§ **Problem requirements**:
Count how many lines of the records below contain the string "sock", treating case as significant, and reply with only that number.

§ **Dataset extract**:
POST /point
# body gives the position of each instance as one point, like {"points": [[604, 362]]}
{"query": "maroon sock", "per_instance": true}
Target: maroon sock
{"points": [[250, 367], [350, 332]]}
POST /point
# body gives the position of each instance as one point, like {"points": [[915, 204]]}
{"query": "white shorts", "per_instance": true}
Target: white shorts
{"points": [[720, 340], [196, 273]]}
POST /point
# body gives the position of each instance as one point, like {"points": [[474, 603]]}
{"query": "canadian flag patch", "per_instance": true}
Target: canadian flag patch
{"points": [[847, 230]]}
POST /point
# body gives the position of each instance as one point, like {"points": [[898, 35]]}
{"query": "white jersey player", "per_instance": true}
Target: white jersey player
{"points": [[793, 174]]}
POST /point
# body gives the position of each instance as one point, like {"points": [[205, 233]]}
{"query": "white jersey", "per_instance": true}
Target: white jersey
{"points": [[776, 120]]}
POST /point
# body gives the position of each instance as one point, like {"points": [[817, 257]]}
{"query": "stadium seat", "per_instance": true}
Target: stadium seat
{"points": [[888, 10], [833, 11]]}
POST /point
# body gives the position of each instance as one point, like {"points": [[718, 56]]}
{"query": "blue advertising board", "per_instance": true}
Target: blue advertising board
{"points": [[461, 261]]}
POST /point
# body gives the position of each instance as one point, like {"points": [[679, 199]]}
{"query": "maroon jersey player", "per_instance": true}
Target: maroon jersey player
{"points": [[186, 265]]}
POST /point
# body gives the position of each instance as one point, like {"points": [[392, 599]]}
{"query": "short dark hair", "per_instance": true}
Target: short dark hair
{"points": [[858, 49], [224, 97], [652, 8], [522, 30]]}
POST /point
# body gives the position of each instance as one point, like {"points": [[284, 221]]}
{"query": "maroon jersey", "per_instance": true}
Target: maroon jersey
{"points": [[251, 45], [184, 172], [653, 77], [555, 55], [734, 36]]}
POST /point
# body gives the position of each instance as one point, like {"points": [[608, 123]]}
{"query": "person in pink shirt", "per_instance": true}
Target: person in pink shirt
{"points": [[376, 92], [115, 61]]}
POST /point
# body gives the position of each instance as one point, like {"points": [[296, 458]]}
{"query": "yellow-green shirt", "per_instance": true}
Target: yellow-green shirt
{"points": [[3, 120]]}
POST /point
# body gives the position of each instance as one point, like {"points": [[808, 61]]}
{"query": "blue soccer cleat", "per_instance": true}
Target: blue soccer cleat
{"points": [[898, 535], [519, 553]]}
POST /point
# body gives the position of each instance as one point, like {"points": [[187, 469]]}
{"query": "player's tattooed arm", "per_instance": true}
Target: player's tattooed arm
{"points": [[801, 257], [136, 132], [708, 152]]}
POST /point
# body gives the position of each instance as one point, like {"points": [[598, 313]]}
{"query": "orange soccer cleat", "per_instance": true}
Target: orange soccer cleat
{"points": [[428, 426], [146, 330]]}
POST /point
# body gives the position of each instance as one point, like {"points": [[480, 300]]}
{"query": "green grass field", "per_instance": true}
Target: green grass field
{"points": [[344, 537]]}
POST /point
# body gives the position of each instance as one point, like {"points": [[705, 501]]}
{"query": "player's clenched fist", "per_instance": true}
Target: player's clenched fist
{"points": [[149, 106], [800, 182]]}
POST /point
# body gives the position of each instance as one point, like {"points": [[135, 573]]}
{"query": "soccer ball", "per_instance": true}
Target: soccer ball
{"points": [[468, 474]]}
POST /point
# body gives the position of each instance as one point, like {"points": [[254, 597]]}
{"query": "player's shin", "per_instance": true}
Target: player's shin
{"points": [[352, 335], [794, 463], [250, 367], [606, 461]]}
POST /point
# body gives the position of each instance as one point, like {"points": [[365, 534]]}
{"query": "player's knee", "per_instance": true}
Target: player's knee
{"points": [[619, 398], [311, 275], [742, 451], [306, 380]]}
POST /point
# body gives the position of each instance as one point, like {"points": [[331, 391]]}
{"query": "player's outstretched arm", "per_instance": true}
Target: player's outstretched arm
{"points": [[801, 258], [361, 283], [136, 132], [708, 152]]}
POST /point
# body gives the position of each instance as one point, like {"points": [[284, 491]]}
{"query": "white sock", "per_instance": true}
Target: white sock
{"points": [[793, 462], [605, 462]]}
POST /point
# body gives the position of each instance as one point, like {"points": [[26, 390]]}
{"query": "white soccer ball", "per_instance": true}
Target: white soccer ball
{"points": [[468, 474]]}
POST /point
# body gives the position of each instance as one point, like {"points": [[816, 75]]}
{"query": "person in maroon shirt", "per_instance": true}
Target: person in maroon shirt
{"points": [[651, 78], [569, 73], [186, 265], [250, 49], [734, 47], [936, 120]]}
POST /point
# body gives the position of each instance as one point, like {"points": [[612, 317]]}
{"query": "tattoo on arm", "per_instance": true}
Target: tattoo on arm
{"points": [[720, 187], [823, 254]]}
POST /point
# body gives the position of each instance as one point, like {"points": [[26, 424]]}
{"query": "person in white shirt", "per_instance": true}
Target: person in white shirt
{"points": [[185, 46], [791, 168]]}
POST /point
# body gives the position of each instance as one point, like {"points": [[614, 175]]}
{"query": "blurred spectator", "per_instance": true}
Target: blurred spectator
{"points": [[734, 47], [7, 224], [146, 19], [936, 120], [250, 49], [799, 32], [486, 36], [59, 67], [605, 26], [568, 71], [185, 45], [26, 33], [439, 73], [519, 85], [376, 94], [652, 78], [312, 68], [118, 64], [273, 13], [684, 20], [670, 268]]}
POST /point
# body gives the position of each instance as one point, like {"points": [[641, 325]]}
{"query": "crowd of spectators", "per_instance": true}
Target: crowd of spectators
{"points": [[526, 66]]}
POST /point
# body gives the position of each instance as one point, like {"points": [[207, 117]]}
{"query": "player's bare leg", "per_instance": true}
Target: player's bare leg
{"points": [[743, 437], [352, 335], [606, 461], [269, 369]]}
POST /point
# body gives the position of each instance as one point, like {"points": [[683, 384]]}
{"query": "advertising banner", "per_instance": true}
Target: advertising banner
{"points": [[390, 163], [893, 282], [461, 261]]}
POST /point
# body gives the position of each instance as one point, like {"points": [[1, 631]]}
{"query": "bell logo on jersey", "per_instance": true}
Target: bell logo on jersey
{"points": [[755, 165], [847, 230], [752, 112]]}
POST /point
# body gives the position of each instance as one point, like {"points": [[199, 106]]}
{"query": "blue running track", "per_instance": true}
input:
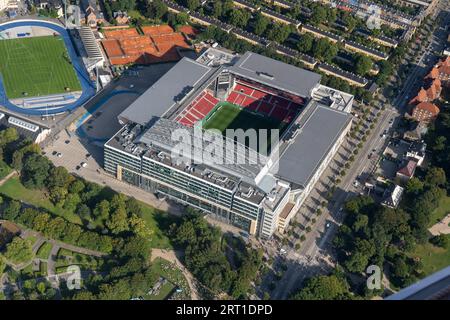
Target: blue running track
{"points": [[86, 84]]}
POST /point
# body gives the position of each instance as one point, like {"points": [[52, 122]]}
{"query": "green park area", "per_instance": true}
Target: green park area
{"points": [[156, 220], [4, 169], [433, 258], [170, 278], [14, 189]]}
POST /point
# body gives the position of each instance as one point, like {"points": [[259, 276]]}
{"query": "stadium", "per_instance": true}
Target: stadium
{"points": [[40, 71], [221, 90]]}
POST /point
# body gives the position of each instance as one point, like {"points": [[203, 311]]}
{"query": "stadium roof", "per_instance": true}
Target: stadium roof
{"points": [[276, 74], [169, 90], [318, 134]]}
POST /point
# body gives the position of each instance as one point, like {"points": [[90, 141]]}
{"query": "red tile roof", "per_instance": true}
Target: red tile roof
{"points": [[409, 169], [428, 106]]}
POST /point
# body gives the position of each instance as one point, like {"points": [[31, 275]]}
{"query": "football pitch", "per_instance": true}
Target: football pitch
{"points": [[36, 66], [230, 116]]}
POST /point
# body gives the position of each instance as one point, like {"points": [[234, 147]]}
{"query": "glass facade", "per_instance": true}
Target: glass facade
{"points": [[156, 177]]}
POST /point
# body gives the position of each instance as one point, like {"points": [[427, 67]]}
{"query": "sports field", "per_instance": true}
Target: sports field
{"points": [[36, 66], [230, 116]]}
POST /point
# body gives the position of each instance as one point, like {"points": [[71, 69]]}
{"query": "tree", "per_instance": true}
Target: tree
{"points": [[156, 9], [324, 49], [217, 9], [41, 221], [76, 186], [363, 64], [16, 161], [414, 186], [84, 212], [55, 228], [350, 22], [139, 227], [12, 210], [439, 143], [18, 251], [260, 24], [35, 171], [7, 136], [2, 265], [239, 17], [71, 202], [306, 43], [441, 240], [101, 210], [58, 195], [58, 177], [192, 4], [435, 177], [133, 207], [357, 262], [360, 222], [279, 32], [319, 14], [118, 221]]}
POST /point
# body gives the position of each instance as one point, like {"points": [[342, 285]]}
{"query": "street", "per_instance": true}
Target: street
{"points": [[315, 252]]}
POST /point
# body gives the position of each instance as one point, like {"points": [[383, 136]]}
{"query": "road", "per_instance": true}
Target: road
{"points": [[309, 259]]}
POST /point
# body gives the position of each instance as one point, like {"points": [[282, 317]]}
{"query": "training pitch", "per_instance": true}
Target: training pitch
{"points": [[36, 66]]}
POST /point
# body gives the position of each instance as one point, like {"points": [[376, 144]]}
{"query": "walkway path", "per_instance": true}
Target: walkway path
{"points": [[442, 227], [8, 176], [56, 245], [171, 256]]}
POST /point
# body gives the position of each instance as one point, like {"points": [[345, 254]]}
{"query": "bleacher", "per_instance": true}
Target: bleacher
{"points": [[197, 110], [255, 97], [264, 100]]}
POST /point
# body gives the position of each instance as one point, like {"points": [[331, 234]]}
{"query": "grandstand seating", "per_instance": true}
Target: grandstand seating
{"points": [[247, 95], [265, 101], [198, 109]]}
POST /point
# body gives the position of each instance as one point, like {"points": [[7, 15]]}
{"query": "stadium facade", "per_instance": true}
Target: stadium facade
{"points": [[257, 197]]}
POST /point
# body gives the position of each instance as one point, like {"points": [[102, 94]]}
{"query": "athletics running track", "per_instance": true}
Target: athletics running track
{"points": [[86, 84]]}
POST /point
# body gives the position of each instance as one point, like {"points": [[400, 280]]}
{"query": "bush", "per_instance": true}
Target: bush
{"points": [[440, 241]]}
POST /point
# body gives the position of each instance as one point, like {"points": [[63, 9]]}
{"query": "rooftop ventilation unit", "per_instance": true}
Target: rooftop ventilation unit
{"points": [[23, 124], [265, 75]]}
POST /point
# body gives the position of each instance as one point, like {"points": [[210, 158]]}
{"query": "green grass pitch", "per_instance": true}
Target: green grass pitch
{"points": [[230, 116], [36, 66]]}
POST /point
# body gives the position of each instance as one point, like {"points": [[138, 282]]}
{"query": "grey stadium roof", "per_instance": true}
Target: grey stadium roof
{"points": [[276, 74], [169, 90], [319, 133]]}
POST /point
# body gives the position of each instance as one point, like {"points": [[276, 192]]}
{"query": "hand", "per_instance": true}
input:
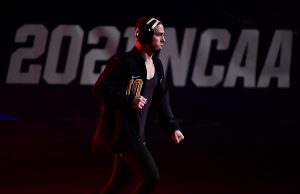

§ **Solution to this exercise**:
4